Coordinate annotation records
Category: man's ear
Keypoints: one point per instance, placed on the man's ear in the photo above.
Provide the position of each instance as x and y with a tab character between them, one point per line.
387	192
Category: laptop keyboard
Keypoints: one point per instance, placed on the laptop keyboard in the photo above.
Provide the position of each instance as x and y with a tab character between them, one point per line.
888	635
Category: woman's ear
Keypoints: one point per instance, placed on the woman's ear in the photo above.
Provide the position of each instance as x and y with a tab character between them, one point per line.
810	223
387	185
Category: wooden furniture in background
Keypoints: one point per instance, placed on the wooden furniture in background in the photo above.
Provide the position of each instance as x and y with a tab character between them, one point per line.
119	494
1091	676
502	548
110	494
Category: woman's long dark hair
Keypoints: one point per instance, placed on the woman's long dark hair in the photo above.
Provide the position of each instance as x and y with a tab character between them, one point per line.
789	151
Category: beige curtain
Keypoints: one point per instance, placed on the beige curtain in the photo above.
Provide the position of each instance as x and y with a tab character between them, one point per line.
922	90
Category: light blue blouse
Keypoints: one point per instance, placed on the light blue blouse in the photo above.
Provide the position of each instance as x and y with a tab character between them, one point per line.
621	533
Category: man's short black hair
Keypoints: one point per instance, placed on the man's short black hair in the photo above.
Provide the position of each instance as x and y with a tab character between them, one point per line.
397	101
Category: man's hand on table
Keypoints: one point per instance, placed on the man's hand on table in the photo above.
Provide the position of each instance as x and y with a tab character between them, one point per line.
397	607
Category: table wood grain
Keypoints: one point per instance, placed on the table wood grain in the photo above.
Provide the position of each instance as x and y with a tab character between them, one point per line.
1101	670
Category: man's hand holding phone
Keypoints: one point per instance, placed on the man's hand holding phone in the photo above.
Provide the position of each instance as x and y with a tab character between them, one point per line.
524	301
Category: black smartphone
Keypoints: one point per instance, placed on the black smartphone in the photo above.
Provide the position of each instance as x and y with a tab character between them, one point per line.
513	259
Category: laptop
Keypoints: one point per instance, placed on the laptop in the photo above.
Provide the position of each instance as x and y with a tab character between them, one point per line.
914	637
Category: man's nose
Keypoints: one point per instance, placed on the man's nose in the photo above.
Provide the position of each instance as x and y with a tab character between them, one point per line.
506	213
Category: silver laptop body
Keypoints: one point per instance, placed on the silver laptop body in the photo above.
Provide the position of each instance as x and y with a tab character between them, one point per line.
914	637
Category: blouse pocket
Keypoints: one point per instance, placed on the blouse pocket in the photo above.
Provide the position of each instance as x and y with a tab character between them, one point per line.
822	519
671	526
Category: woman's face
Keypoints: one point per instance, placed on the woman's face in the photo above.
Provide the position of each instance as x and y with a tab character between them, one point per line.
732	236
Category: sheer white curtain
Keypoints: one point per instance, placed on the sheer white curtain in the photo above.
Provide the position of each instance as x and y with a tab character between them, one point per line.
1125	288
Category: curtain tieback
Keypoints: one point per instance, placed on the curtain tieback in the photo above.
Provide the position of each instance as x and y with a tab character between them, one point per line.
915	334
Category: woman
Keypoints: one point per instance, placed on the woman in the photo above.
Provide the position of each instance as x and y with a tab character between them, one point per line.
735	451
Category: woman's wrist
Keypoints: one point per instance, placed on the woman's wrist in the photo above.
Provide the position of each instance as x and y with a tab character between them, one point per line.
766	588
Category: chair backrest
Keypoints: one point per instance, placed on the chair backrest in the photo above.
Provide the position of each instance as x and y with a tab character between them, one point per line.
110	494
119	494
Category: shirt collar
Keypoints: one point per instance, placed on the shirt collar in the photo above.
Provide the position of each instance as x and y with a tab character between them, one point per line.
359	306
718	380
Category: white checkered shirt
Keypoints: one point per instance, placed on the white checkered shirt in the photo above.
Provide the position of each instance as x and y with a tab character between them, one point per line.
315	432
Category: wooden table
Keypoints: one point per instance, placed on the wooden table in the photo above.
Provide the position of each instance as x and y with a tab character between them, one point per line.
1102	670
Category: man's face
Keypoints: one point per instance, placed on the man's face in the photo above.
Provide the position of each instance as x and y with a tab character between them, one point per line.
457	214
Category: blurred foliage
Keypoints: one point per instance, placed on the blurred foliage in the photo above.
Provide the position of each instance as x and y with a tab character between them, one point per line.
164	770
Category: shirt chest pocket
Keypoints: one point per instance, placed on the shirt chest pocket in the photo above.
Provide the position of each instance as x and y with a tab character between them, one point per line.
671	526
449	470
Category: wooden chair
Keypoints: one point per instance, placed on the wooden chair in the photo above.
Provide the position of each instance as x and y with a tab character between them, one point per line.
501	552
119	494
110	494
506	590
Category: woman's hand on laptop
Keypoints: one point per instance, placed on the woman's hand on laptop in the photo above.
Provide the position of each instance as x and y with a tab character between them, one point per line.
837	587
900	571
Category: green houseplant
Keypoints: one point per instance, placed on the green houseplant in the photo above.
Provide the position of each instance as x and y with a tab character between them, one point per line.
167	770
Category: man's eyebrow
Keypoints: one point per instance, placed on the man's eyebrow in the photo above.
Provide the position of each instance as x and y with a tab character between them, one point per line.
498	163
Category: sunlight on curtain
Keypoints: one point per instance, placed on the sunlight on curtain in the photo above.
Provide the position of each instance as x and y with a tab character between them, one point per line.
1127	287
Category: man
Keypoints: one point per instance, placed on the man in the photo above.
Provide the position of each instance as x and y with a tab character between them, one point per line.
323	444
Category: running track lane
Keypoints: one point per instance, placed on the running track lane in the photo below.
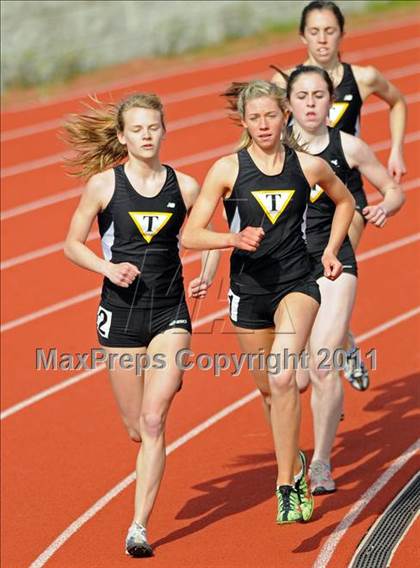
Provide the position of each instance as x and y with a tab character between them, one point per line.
61	416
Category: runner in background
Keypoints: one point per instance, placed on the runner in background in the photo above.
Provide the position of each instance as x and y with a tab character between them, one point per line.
265	188
322	30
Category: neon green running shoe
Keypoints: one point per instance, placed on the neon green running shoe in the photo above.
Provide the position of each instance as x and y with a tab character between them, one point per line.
288	508
305	496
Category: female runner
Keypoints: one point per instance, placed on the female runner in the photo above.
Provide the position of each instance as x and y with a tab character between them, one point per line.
310	95
322	30
265	189
141	205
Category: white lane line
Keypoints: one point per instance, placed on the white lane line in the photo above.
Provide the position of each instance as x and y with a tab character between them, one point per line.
39	203
373	529
39	253
96	291
70	302
117	489
213	63
391	323
51	309
329	547
211	317
402	537
181	162
391	74
33	165
86	374
199	91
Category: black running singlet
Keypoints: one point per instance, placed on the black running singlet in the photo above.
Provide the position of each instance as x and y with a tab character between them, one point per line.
277	203
321	208
345	111
144	231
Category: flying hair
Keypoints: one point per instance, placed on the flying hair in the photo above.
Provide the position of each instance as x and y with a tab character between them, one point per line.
238	94
92	135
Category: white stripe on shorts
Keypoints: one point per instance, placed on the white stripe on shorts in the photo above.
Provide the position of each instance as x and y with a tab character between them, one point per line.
233	305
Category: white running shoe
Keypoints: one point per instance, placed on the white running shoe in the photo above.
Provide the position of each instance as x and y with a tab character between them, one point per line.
136	544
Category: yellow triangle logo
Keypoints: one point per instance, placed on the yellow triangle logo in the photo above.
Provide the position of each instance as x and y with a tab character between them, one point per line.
336	112
274	201
149	223
316	192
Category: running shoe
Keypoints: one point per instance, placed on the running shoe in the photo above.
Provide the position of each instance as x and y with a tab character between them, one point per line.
136	544
321	479
305	496
288	508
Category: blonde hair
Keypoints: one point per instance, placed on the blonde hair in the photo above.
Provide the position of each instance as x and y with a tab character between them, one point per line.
239	94
93	135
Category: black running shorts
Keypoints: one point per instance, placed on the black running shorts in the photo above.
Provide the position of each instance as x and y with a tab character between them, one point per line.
122	327
254	311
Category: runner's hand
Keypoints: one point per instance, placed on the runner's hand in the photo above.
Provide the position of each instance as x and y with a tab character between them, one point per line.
122	274
375	214
332	266
249	239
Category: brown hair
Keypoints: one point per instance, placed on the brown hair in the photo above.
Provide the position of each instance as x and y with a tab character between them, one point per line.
321	5
238	94
93	135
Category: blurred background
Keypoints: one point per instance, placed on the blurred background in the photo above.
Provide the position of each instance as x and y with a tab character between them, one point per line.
49	41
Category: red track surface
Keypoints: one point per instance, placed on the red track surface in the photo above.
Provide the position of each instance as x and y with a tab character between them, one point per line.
216	507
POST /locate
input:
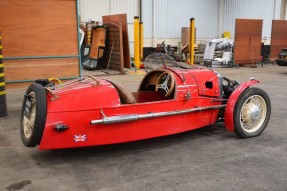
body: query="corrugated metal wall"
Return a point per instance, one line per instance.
(163, 19)
(171, 15)
(255, 9)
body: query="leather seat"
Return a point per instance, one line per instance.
(125, 95)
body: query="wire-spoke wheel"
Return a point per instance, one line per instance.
(33, 115)
(251, 113)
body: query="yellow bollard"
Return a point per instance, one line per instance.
(141, 40)
(191, 42)
(137, 42)
(3, 102)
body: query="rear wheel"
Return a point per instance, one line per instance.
(251, 113)
(33, 115)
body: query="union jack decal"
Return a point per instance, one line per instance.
(80, 138)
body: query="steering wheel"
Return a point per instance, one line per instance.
(165, 82)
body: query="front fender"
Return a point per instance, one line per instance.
(229, 110)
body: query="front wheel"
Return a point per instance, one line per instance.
(33, 115)
(251, 113)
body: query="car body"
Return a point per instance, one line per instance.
(282, 58)
(89, 111)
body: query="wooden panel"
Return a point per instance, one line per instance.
(40, 68)
(40, 28)
(115, 59)
(278, 37)
(121, 19)
(247, 48)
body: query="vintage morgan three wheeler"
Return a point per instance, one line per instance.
(89, 111)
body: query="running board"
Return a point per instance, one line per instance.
(135, 117)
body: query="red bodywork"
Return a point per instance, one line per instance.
(76, 105)
(229, 121)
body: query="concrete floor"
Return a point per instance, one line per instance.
(205, 159)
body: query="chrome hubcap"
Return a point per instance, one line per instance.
(253, 113)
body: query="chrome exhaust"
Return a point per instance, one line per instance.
(136, 117)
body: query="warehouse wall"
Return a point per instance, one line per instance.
(255, 9)
(163, 19)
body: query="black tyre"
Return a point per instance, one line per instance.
(251, 113)
(33, 115)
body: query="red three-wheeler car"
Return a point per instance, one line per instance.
(89, 111)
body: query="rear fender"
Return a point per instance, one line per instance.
(229, 110)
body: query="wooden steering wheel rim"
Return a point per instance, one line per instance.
(171, 82)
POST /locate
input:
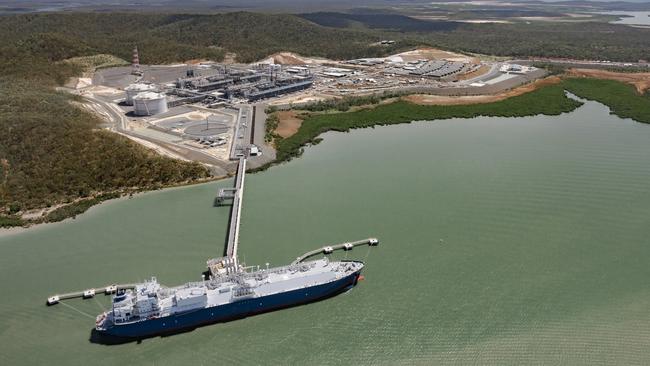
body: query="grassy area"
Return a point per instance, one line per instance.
(549, 100)
(622, 99)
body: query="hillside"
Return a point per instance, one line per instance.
(585, 40)
(52, 153)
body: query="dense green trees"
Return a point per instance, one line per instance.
(576, 40)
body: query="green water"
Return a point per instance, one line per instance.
(504, 241)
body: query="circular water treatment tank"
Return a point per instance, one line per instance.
(149, 103)
(135, 89)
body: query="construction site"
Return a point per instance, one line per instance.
(211, 112)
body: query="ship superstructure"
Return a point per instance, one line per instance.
(233, 293)
(228, 289)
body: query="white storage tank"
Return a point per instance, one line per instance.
(149, 103)
(135, 89)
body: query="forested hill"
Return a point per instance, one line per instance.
(517, 38)
(52, 153)
(171, 38)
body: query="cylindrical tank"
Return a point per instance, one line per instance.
(149, 103)
(135, 89)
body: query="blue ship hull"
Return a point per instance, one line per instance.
(236, 310)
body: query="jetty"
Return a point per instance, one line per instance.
(236, 194)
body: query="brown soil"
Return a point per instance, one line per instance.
(425, 99)
(640, 80)
(480, 71)
(286, 58)
(429, 53)
(288, 123)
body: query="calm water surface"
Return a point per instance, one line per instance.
(631, 17)
(504, 241)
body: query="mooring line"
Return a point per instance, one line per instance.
(100, 304)
(77, 310)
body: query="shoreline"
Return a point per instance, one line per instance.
(13, 230)
(295, 143)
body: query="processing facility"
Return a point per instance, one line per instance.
(217, 86)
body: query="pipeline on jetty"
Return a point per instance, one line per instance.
(86, 294)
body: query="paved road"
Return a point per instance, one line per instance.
(120, 121)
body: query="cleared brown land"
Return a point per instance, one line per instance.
(288, 123)
(426, 99)
(480, 71)
(428, 53)
(640, 80)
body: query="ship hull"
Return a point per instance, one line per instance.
(236, 310)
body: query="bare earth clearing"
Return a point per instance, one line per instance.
(425, 99)
(288, 123)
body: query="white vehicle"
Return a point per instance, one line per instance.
(255, 151)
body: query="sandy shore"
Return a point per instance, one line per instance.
(4, 232)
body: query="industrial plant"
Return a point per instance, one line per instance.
(211, 112)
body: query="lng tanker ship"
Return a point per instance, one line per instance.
(228, 290)
(231, 292)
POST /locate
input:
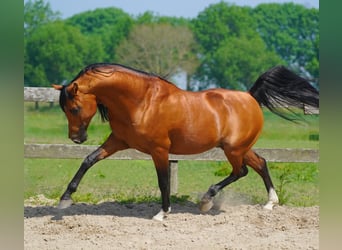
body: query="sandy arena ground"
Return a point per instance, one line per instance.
(110, 225)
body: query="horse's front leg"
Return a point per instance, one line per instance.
(109, 147)
(161, 162)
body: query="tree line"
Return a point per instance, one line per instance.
(225, 46)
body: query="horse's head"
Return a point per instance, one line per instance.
(79, 108)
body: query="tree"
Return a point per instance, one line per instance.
(56, 52)
(162, 49)
(111, 25)
(37, 13)
(232, 53)
(292, 31)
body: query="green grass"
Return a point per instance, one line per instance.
(137, 181)
(127, 181)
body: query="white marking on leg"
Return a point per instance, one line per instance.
(161, 215)
(272, 199)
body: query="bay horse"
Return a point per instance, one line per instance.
(152, 115)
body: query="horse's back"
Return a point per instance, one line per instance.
(213, 118)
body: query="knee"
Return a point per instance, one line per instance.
(243, 171)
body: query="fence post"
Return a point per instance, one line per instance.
(173, 171)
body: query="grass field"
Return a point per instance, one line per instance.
(296, 183)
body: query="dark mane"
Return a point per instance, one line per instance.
(109, 68)
(105, 69)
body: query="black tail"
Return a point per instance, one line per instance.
(280, 88)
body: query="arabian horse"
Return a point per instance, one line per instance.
(152, 115)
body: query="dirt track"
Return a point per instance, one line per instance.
(110, 225)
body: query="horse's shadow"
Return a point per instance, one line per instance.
(138, 210)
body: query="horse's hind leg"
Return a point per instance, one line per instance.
(259, 165)
(239, 170)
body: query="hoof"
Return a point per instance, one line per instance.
(269, 206)
(64, 204)
(161, 215)
(206, 204)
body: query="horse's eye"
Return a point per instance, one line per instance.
(75, 111)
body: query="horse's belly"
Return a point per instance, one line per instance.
(192, 144)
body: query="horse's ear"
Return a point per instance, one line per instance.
(74, 89)
(57, 87)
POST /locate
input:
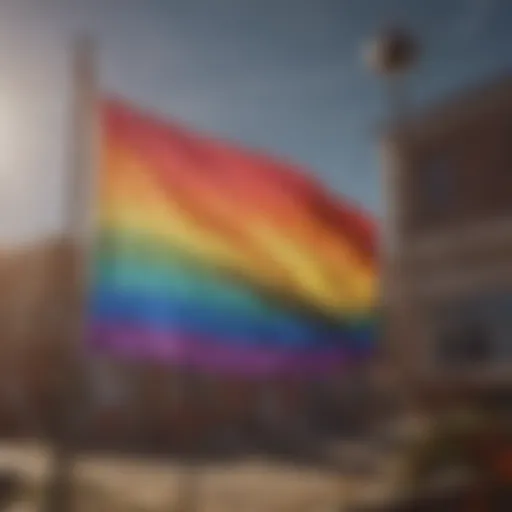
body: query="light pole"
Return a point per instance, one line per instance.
(391, 54)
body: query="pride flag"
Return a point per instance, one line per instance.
(223, 259)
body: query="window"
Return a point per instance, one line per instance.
(436, 184)
(475, 332)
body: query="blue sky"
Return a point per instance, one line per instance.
(281, 75)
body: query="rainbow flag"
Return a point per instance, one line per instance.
(223, 259)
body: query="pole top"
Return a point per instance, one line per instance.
(392, 52)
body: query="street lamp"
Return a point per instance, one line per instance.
(390, 55)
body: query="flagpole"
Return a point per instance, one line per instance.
(79, 228)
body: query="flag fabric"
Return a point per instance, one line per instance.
(223, 259)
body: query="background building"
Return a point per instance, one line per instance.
(448, 240)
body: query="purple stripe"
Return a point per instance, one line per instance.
(194, 352)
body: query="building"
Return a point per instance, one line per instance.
(447, 252)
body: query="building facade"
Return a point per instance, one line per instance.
(447, 252)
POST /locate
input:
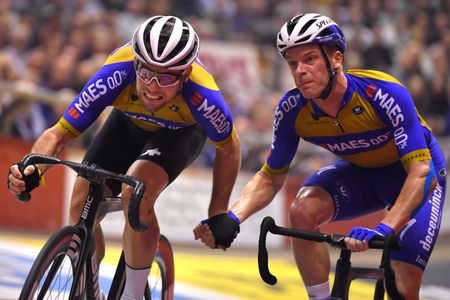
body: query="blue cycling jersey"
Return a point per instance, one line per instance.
(376, 125)
(199, 101)
(375, 133)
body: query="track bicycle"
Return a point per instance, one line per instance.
(65, 267)
(345, 273)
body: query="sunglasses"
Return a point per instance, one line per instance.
(162, 79)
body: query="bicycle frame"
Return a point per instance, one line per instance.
(90, 212)
(345, 273)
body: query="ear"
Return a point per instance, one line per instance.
(338, 59)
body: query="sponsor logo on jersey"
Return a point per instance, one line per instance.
(196, 99)
(370, 91)
(357, 110)
(343, 147)
(434, 219)
(174, 108)
(73, 113)
(215, 116)
(389, 104)
(153, 121)
(97, 89)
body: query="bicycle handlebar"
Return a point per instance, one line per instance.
(335, 240)
(95, 174)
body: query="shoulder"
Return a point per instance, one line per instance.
(372, 84)
(202, 77)
(368, 75)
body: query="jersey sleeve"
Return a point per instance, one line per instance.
(285, 139)
(98, 93)
(394, 104)
(208, 106)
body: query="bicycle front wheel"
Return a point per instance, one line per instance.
(162, 273)
(52, 273)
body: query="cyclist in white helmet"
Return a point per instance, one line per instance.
(388, 158)
(165, 105)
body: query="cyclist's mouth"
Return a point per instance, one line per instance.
(152, 98)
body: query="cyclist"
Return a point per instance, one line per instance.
(387, 157)
(165, 106)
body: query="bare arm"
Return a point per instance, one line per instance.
(52, 142)
(226, 168)
(257, 194)
(410, 196)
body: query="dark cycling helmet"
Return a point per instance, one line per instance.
(310, 28)
(166, 41)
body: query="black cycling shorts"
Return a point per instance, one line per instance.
(120, 142)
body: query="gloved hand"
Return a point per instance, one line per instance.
(31, 180)
(224, 227)
(366, 234)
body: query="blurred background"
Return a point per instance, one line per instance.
(49, 49)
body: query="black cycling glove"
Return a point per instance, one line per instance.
(32, 180)
(224, 227)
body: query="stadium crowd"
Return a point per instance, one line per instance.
(56, 45)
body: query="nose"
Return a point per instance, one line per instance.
(299, 69)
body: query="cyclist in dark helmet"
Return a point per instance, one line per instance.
(387, 157)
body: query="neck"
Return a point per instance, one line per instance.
(332, 104)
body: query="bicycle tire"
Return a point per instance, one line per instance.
(45, 278)
(163, 268)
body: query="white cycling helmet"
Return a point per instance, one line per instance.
(166, 41)
(310, 28)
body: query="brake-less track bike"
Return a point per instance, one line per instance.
(64, 268)
(345, 273)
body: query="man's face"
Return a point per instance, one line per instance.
(308, 69)
(157, 86)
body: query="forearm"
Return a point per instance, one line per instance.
(226, 168)
(257, 194)
(51, 142)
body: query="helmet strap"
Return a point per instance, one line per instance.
(331, 75)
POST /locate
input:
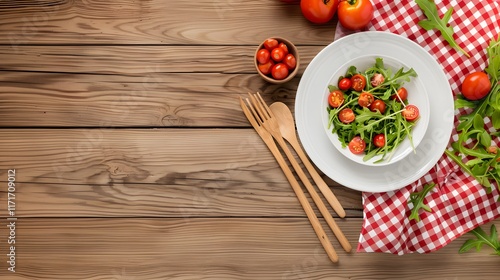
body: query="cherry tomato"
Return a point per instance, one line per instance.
(355, 14)
(344, 84)
(336, 98)
(346, 115)
(279, 71)
(411, 113)
(365, 99)
(290, 61)
(379, 140)
(318, 11)
(401, 95)
(284, 47)
(263, 56)
(270, 44)
(378, 105)
(358, 82)
(277, 54)
(357, 145)
(266, 67)
(476, 86)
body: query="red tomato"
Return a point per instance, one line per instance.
(336, 98)
(346, 115)
(358, 82)
(365, 99)
(284, 47)
(355, 14)
(266, 67)
(378, 105)
(270, 44)
(263, 56)
(401, 95)
(318, 11)
(357, 145)
(344, 84)
(290, 61)
(411, 113)
(476, 86)
(379, 140)
(279, 71)
(277, 54)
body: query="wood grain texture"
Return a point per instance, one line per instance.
(218, 248)
(139, 60)
(156, 99)
(155, 22)
(105, 172)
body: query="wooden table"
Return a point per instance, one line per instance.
(133, 159)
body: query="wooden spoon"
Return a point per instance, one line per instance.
(287, 129)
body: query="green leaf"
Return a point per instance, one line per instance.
(417, 199)
(485, 139)
(478, 122)
(495, 119)
(433, 21)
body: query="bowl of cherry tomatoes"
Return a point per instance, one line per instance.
(277, 60)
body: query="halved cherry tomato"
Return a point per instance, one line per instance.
(476, 86)
(411, 113)
(378, 105)
(266, 67)
(365, 99)
(290, 61)
(344, 84)
(346, 115)
(318, 11)
(358, 82)
(401, 95)
(279, 71)
(263, 56)
(379, 140)
(270, 44)
(277, 54)
(357, 145)
(336, 98)
(355, 14)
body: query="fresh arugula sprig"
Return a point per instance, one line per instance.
(482, 239)
(417, 199)
(483, 165)
(433, 20)
(367, 124)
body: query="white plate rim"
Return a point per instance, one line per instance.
(318, 146)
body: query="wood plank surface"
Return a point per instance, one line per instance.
(153, 100)
(204, 22)
(219, 248)
(148, 173)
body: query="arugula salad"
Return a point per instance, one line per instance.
(369, 110)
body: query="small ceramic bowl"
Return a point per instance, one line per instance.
(292, 49)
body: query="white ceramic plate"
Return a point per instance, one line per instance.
(417, 95)
(316, 143)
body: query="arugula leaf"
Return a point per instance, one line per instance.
(482, 239)
(433, 20)
(477, 161)
(417, 199)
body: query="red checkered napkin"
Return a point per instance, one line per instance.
(459, 203)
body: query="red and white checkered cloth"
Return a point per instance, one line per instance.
(459, 203)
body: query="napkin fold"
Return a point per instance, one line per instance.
(459, 203)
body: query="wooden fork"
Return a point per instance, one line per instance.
(269, 122)
(254, 119)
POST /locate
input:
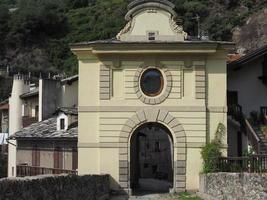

Instructions for the task –
Return every line of the records above that contains the string "shirt". Matching is case-sensitive.

Task response –
Category: shirt collar
Keypoints: one point per instance, placed on the shirt collar in the photo above.
Category: white checkered shirt
Keypoints: one point per instance, placed on the white checkered shirt in the photo above.
Category: shirt chest pocket
Keypoints: one point per instance, placed on the shirt chest pocket in the photo above.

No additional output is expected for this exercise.